Written request: Work out how many lines of the listing below contain the string "stripe", with case counting, and give only that number.

[Object point labels]
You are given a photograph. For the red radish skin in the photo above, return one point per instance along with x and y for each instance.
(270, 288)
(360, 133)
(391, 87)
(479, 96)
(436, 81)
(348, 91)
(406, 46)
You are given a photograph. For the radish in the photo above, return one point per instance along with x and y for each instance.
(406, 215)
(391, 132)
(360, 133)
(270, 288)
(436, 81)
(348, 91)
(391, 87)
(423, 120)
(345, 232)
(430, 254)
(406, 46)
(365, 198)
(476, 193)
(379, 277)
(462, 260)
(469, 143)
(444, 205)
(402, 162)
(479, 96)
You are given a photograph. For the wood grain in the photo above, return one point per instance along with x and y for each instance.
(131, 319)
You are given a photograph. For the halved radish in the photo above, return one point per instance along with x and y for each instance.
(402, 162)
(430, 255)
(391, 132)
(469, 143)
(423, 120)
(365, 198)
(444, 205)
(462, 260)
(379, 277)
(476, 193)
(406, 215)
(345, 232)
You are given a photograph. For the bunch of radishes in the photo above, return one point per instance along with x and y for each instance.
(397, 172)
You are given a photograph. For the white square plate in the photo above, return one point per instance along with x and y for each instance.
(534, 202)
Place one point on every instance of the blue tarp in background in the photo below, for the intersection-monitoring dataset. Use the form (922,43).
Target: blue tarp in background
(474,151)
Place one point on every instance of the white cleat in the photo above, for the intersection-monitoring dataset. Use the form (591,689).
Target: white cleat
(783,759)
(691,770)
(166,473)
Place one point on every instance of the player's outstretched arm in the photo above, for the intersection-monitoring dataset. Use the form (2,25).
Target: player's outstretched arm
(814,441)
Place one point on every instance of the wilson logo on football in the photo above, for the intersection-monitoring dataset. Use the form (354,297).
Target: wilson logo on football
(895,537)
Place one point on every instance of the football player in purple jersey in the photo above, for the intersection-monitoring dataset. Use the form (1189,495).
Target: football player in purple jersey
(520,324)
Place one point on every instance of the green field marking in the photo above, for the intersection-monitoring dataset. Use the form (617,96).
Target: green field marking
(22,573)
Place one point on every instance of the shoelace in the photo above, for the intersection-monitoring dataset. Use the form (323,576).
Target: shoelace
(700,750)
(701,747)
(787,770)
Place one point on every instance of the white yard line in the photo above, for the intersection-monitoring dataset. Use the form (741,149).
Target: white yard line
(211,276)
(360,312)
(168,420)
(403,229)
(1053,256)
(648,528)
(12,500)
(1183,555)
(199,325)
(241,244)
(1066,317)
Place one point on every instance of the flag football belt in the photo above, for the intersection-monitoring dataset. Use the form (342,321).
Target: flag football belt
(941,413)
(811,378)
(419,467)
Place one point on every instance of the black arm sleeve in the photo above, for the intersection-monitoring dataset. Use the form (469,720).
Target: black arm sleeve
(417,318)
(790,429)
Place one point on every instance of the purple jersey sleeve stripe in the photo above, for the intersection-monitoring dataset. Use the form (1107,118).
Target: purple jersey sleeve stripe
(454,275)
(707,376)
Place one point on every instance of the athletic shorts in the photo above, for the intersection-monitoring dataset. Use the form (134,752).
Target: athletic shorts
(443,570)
* * *
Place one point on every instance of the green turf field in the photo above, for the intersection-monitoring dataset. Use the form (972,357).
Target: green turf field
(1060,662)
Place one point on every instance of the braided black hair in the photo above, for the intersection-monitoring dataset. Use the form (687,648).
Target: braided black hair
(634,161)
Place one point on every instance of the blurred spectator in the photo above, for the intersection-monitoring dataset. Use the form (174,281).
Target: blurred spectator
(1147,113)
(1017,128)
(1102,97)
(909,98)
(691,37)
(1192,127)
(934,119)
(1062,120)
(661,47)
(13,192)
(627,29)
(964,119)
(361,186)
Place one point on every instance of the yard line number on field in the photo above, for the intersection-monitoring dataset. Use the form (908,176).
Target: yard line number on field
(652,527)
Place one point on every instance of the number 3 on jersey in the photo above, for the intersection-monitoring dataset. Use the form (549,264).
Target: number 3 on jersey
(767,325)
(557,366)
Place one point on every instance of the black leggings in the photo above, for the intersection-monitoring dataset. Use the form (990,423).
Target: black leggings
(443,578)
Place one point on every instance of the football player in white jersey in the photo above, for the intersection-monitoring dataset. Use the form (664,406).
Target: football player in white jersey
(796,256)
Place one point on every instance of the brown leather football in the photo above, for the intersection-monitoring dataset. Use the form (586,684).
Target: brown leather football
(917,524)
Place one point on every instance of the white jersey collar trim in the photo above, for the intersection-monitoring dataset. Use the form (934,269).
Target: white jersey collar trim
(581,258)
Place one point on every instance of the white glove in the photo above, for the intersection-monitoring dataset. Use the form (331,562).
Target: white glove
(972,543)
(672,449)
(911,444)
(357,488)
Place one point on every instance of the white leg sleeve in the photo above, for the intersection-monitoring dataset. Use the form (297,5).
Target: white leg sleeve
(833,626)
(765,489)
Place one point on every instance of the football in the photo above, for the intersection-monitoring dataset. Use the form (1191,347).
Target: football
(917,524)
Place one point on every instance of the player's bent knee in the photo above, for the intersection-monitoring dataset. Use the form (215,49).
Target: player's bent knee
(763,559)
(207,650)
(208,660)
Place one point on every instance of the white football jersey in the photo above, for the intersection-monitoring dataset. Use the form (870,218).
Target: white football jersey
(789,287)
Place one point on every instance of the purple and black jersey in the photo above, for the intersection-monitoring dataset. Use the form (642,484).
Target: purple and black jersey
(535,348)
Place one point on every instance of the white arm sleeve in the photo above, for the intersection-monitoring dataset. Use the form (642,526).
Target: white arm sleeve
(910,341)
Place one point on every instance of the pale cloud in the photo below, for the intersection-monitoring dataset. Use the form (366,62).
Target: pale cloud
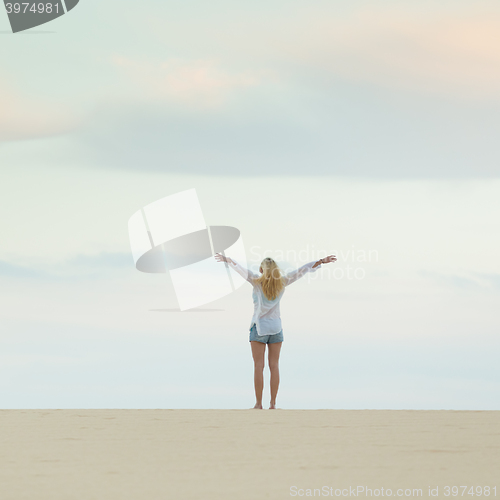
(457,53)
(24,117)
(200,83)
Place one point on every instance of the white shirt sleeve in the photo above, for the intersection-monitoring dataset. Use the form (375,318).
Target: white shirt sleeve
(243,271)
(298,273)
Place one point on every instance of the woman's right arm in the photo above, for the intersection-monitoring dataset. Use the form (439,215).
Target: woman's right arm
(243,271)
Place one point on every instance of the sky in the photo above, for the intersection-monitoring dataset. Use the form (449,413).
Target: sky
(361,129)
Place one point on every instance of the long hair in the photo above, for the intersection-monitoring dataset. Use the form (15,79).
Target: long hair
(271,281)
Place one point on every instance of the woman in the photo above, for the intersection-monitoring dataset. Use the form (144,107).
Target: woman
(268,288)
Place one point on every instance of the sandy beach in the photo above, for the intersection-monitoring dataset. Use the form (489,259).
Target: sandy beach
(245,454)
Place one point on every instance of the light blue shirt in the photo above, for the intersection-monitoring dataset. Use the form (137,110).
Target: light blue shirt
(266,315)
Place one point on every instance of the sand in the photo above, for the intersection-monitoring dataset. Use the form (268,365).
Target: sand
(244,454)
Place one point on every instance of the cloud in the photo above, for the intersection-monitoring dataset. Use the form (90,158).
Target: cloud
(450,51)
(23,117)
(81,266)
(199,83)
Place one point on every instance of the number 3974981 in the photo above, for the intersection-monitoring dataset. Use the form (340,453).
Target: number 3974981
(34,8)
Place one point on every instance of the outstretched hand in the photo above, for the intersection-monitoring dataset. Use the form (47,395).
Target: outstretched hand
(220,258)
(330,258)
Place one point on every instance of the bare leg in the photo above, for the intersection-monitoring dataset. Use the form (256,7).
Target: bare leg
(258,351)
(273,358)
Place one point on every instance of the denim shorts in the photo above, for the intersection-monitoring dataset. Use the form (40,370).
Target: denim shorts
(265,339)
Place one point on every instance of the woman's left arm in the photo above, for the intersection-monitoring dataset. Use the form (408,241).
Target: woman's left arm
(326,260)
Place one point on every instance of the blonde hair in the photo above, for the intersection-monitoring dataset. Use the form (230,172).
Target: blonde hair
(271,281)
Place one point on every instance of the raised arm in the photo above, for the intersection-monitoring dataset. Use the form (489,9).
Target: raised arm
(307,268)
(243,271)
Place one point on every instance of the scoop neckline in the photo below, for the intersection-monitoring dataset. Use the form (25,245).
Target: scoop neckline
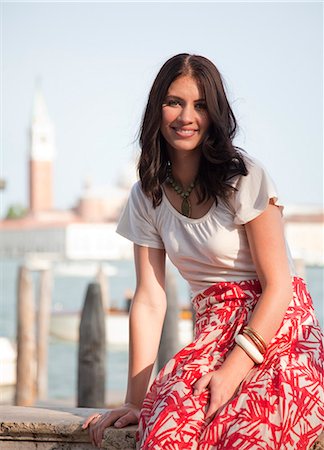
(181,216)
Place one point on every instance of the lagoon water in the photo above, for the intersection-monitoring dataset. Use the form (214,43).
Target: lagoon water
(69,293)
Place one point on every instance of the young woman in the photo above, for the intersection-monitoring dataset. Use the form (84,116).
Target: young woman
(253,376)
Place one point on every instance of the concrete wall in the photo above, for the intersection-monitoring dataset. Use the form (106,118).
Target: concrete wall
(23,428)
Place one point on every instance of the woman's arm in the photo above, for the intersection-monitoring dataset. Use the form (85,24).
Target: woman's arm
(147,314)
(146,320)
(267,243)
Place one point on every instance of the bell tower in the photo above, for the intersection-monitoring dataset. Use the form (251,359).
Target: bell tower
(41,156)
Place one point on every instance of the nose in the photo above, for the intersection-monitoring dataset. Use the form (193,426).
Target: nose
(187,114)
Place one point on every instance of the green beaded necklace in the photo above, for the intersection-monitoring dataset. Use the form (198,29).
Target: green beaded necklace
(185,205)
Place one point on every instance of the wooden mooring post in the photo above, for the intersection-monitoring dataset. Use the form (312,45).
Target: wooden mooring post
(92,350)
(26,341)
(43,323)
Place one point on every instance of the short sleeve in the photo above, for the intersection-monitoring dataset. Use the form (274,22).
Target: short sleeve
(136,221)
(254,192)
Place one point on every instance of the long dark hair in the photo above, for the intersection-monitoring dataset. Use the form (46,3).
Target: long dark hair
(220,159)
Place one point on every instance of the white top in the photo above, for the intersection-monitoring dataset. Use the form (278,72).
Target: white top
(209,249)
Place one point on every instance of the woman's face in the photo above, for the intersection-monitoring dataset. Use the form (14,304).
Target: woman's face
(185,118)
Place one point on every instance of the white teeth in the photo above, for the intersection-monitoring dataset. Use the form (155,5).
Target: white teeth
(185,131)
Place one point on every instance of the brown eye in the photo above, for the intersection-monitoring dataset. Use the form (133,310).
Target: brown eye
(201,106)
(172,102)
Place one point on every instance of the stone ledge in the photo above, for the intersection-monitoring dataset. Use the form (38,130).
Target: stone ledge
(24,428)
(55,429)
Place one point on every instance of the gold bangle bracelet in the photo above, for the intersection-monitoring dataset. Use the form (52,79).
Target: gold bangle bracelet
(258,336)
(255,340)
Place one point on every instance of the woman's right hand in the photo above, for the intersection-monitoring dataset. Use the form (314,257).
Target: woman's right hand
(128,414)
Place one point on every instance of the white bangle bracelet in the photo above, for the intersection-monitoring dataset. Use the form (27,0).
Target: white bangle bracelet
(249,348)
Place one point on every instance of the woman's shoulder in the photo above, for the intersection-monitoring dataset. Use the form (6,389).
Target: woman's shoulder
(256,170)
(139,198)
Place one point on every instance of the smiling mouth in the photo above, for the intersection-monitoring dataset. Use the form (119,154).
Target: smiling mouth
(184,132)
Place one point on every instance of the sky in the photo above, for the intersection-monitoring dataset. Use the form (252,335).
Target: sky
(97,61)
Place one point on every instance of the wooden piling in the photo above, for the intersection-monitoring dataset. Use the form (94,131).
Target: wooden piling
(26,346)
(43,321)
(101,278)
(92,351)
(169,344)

Solution for this problem: 2